Selection »
The top consulting firm Accenture is questioning its large deal with Facebook, which pays it to clean the site of pornography, violence, suicides, and other poisonous material.
Thousands of staff and contractors spend eight hours a day evaluating hundreds of videos, photographs, and postings for the social media giant to prevent them from spreading online, according to a New York Times piece published on Aug. 31.
Employees became sad, worried, and paranoid, and one filed a class action lawsuit to protest the working circumstances, which included witnessing rapes, animal cruelty, dead bodies, and other gruesome events from the Syrian conflict.
Top officials have raised concerns about whether Accenture should continue the job, but the subject is unresolved, according to the New York Times, and the lucrative contract continues.
The initiative is part of Facebook CEO Mark Zuckerberg’s vow to clean up the company following widespread criticism. It employs artificial intelligence to delete around 90% of the posts, but outsources the rest of the work to at least ten consulting firms.
According to the New York Times, one of these companies, TaskUs, now derives a third of its revenue — $150 million per year – from Facebook.
Accenture was previously a division of Arthur Andersen, which was forced to separate its consulting division in 2000. In 2001, Andersen Consulting, as it was then known, rebranded as Accenture.
According to a Times investigation, the company mostly provides accounting and technology advice, but it also gets $500 million every year from Facebook and employs one-third of the people who moderate its material.
Accenture obtained an accounting contract with Facebook in 2010, and two years later, the agreement was expanded to include content moderation.

The input »

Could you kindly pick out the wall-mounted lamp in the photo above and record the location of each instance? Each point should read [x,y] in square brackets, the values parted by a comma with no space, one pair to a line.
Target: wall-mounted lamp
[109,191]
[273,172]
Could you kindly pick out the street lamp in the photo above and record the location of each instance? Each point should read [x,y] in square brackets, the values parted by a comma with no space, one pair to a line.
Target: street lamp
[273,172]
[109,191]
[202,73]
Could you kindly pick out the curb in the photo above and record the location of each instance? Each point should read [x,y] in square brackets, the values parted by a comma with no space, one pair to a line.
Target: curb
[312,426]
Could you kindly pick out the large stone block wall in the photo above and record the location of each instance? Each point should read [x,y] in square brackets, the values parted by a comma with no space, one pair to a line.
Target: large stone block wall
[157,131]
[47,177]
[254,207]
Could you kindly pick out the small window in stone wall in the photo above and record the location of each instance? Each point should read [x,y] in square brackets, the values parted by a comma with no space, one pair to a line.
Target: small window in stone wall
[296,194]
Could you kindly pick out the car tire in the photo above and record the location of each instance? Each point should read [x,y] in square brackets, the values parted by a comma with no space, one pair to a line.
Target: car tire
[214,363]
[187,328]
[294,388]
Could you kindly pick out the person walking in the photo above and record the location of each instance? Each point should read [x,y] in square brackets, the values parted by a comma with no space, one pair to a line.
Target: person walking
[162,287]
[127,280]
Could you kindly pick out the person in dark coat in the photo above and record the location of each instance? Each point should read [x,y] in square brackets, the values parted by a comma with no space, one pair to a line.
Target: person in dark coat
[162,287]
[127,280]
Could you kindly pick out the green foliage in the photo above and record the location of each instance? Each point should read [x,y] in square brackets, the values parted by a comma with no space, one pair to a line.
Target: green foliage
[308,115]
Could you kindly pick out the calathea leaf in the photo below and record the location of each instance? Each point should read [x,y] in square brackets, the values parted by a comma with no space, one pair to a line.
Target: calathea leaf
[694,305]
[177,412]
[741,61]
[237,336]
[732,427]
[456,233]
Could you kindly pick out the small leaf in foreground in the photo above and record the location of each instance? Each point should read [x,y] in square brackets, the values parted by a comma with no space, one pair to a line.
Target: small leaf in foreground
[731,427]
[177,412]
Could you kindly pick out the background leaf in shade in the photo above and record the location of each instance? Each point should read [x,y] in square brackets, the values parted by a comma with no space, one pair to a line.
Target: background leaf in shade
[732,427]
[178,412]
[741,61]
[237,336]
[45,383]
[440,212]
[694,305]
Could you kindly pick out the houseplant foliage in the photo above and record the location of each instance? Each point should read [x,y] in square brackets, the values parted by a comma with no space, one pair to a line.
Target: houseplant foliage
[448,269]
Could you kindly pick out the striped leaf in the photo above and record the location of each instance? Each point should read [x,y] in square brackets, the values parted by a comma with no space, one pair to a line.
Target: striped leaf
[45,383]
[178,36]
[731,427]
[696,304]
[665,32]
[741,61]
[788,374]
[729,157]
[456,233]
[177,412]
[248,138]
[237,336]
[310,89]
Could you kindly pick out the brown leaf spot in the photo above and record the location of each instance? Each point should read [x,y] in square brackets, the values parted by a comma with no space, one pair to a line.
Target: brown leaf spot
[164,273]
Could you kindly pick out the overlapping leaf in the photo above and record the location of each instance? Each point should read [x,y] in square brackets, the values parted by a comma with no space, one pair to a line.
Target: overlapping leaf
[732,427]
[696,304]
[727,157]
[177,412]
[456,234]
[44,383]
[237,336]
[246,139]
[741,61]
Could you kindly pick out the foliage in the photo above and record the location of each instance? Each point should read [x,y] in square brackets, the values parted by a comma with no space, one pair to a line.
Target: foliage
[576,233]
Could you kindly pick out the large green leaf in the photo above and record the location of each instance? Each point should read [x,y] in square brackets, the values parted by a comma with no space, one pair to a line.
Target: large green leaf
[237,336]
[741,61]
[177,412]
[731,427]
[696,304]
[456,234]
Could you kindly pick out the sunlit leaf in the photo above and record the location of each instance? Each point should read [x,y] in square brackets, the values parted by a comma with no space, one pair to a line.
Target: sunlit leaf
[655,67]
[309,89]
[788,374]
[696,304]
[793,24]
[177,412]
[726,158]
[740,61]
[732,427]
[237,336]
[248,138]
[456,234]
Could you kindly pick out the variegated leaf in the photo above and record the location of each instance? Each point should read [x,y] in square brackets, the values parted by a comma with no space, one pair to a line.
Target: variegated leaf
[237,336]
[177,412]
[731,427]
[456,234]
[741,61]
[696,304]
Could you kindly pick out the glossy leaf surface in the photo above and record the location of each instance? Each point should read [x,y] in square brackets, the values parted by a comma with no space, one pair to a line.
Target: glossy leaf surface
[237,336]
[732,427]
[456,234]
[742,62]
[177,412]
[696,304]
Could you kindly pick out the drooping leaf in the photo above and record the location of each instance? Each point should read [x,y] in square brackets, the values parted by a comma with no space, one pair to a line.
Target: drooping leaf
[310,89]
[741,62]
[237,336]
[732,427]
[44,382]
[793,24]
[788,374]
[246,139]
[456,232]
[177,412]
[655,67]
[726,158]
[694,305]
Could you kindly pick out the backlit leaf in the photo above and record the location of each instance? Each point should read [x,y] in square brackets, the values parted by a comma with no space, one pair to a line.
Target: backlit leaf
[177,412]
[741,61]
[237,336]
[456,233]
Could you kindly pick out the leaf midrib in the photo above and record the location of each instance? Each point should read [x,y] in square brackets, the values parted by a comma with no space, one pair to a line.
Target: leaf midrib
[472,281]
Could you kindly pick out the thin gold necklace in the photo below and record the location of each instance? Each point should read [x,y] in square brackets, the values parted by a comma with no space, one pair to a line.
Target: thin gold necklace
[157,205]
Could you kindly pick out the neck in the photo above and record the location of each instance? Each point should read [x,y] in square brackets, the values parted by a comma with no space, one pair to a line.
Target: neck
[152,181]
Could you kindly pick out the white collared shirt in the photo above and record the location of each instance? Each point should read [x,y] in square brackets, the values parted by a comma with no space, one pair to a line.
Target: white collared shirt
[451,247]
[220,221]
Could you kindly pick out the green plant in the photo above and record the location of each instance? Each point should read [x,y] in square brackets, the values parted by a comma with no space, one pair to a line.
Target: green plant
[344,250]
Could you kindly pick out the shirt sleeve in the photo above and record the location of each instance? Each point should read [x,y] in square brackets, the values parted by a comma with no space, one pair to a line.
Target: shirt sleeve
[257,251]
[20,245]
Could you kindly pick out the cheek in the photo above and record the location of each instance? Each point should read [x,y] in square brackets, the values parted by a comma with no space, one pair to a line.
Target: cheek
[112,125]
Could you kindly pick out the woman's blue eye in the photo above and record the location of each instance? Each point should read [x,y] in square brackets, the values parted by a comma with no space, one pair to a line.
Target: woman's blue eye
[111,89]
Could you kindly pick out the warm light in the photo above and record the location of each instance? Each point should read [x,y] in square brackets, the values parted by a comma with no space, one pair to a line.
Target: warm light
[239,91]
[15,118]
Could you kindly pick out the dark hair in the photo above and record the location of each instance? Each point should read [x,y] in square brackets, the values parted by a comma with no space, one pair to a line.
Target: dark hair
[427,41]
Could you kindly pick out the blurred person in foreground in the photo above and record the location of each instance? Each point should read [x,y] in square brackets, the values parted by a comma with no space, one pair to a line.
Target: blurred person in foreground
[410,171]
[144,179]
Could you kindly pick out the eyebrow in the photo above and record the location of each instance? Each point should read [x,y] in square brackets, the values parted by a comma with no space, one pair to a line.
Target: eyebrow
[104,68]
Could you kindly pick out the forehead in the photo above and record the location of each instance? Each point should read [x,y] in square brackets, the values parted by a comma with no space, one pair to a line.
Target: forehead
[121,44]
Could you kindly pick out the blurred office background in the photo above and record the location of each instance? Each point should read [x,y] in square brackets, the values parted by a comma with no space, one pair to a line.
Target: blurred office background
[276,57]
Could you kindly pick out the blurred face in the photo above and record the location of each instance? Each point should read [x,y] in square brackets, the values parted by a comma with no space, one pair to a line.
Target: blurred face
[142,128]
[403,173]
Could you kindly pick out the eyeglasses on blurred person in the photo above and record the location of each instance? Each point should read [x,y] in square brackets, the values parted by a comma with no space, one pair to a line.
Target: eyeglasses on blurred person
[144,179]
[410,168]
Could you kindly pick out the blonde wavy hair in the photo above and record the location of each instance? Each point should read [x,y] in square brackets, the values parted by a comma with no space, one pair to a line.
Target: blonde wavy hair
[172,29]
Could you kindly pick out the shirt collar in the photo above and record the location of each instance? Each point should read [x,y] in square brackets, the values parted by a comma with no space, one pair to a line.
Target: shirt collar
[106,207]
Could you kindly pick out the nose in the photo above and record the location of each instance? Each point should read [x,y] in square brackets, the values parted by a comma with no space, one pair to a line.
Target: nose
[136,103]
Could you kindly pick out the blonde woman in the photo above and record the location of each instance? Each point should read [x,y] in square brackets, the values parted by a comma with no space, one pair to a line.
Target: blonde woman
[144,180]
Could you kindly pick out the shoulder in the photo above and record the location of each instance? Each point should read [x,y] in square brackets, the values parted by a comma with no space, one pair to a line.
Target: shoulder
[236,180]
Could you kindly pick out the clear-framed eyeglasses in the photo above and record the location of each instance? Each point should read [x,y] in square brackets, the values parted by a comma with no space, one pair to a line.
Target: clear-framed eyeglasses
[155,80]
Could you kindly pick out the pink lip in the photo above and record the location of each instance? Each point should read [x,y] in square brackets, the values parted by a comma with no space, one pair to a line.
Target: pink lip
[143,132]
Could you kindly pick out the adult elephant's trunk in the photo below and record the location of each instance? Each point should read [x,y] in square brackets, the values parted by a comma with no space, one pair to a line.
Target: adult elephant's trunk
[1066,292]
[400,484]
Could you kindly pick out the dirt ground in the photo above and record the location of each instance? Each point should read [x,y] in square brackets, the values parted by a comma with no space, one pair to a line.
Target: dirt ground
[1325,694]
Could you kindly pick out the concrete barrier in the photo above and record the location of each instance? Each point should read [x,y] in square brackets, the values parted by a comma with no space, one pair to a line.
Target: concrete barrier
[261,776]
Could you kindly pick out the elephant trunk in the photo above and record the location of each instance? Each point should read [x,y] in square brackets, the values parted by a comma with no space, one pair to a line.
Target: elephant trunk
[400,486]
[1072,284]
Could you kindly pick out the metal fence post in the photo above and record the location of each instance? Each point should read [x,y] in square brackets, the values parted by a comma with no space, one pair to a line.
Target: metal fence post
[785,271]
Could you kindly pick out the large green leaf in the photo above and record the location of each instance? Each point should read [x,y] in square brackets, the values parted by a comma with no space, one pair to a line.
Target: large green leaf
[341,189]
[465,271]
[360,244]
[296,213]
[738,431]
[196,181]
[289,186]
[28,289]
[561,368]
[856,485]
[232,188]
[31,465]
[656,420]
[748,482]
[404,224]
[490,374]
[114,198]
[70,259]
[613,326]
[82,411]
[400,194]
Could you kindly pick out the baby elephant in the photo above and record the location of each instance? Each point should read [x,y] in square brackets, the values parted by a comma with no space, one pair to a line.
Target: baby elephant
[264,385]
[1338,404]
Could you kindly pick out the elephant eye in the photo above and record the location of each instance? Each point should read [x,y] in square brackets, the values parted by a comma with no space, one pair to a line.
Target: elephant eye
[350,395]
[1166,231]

Task set »
- A) Render the records, starting with the line containing "Could you kindly pick out the elephant eye" and going on through the last line of the records, as a JSON list of strings with one string per line and blank lines left out.
- B) Carry the article about Accenture's content moderation contract with Facebook forward from its last sentence.

The results »
- A)
[
  "Could you kindly pick out the elephant eye in the photo above and record the location of each instance? Each point should read [x,y] in square brackets, the values parted by a comma with no space, one pair to a line.",
  "Target: elephant eye",
  "[350,395]",
  "[1166,231]"
]

- B)
“Their contracts, which have not previously been reported, have redefined the traditional boundaries of an outsourcing relationship,” write Times reporters Adam Satariano and Mike Isaac, who interviewed more than 40 current and former Accenture and Facebook employees, labor lawyers and others. “Accenture has absorbed the worst facets of moderating content and made Facebook’s content issues its own. As a cost of doing business, it has dealt with workers’ mental health issues from reviewing the posts. It has grappled with labor activism when those workers pushed for more pay and benefits. And it has silently borne public scrutiny when they have spoken out against the work.”
Meanwhile, top executives have joined workers in challenging the contract’s ethics, with former CEO Pierre Nanterme (who died in 2019) and current CEO Julie Sweet ordering a review and dispatching observers to monitor managers and staff at work.
Sweet made a few tweaks, including a lengthy legal disclaimer indicating the work has the potential to harm your emotional or mental health.
In its annual report from last year, Accenture identified content filtering as a business risk.
Executives from Facebook and Accenture did not respond to requests for comment, while an Accenture representative told the New York Times that the effort was “essential to protecting our society by keeping the internet safe.”
Accenture now modifies material for YouTube, Twitter, Pinterest, and other social media platforms.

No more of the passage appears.